** Exercise prompt **
What follows is a listing to be transcribed exactly.
□ □ □ □ □ □ □
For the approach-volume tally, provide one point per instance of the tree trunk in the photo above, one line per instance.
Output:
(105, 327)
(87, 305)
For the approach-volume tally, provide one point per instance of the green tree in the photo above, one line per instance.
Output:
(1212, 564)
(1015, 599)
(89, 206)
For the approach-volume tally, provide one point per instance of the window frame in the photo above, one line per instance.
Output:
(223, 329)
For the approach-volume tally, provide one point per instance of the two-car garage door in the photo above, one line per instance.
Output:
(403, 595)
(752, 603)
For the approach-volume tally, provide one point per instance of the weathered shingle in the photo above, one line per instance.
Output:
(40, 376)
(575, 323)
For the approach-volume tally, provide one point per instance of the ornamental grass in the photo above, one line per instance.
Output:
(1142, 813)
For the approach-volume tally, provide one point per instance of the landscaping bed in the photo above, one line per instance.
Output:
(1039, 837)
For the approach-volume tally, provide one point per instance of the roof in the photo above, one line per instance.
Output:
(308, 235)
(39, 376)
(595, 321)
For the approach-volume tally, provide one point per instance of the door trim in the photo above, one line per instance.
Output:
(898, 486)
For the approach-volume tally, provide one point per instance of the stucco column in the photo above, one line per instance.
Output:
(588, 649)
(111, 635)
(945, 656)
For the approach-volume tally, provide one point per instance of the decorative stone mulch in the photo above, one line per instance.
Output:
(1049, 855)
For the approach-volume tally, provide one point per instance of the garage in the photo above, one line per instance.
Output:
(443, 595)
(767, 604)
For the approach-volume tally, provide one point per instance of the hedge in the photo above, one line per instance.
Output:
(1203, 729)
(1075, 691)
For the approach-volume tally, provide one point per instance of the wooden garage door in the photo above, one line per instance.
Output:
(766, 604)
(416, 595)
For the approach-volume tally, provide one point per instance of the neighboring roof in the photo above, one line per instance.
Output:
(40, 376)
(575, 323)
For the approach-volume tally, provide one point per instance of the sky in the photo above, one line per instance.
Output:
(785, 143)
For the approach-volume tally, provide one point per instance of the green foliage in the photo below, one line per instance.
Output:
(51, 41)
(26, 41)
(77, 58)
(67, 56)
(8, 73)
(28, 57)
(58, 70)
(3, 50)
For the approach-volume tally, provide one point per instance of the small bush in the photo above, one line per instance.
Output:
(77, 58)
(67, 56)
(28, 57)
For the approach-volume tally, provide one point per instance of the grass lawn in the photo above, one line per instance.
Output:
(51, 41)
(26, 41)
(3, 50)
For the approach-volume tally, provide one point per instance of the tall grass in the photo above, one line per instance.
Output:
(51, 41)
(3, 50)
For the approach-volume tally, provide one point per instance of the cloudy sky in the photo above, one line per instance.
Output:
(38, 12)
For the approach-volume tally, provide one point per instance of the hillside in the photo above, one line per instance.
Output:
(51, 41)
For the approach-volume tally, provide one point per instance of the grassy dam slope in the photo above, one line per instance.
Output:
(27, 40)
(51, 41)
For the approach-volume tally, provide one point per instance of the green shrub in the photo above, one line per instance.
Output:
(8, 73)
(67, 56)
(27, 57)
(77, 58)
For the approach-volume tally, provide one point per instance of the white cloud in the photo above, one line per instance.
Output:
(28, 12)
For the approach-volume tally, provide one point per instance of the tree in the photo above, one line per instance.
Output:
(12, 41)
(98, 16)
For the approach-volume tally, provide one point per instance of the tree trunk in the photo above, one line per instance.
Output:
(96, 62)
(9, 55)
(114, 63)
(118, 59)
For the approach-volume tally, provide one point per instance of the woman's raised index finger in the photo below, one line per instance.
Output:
□ □ □ □ □ □ □
** Answer to this exercise **
For the approach-volume tally, provide one point per instance of the tree trunk in the photo above, one line per instance.
Output:
(105, 327)
(87, 305)
For the approach-volume tally, provide one point per instance of the green tree in the photo above, one line per instance.
Output:
(1212, 564)
(1015, 599)
(89, 206)
For the approach-volume tally, provide one point per instance of the window frame in the photo above, one line per instance.
Output:
(223, 329)
For the approach-volume tally, provide one point per instance of the two-car garage door in the photo above, one line per instance.
Output:
(403, 595)
(752, 603)
For the approach-volume tally, provide one point per instance of the weathered shingle in the photo above, one line per instance.
Output:
(40, 376)
(575, 323)
For the approach-volume tally, provide one point per instance of the ornamental grass in the photo above, one line per instance.
Output:
(1142, 813)
For the approach-volume tally, provide one point per instance of the landscaping bed in the photo above, one line per instance.
Output:
(1039, 837)
For the approach-volume tally, provide one point per instance of the roof in the photo above, one line per instance.
Output:
(308, 235)
(39, 376)
(595, 321)
For the approach-volume tally, provide one point per instance of the door trim in the photo above, one line per instance.
Output:
(898, 486)
For the approach-volume tally, provide one point per instance of the stucco column in the photo above, one line per instance.
Output:
(588, 649)
(111, 635)
(945, 656)
For the approach-volume tally, provide one point per instance of the decorative stone mulch in the photo above, one line per instance.
Output:
(1049, 855)
For the approach-volume tally, provide one point per instance of the garage in the photo above, one line per instance.
Output:
(443, 595)
(767, 604)
For the approach-volume tally, provide one point per instance of the hedge in the photo above, one line per instance.
Output:
(1203, 729)
(1075, 691)
For the approach-volume tally, provide one point per instance of the wooden garage door in the photo above, one line per instance.
Output:
(766, 604)
(416, 595)
For the approach-volume tally, provide one point per instance of the neighboring roof in the photo above, one line per instance.
Output:
(40, 376)
(575, 323)
For the approach-volume tally, provide one point per instance of the sky in the photo above, one line per instance.
Output:
(785, 143)
For the approach-volume tally, provide one point per instance of the green foliage in the photo below, one line per instance.
Output:
(51, 41)
(26, 41)
(77, 58)
(67, 56)
(8, 73)
(28, 57)
(58, 70)
(3, 50)
For the approach-volume tally, provide one point per instance of the small bush in the photo above, one line per instance.
Output:
(77, 58)
(67, 56)
(28, 57)
For the approach-volume tally, provide one point per instance of the grass lawn in the photo above, one line per instance.
Output:
(51, 41)
(26, 41)
(3, 50)
For the approach-volume tally, provide one point per instance of the tall grass in the photo above, one line per instance.
Output:
(51, 41)
(3, 50)
For the approach-volume tally, provide one point per instance of the cloudy sky in the photo above, one line per instance.
Output:
(38, 12)
For the approach-volume tally, provide one point per instance of the hillside in the photo above, one line per instance.
Output:
(51, 41)
For the approach-volume tally, provide one point per instance of the grassy dam slope in the photo above, one line per instance.
Output:
(27, 40)
(51, 41)
For the approach-volume tally, provide one point per instance of the green shrub in the photo above, one line per instance.
Output:
(8, 73)
(67, 56)
(27, 57)
(77, 58)
For the approach-volume tally, provide one point per instance of the white cloud in the photo above, one line per instance.
Output:
(28, 12)
For the approach-volume tally, provide one point per instance of the tree in the photo above, one line per instance.
Output:
(12, 41)
(98, 16)
For the approach-volume tally, provide one point per instance of the tree trunk in the photo above, one line per instance.
Output:
(96, 62)
(9, 55)
(114, 63)
(118, 59)
For the approach-volume tally, provide one point per instance of the woman's raised index finger in the photo below, one line per instance.
Output:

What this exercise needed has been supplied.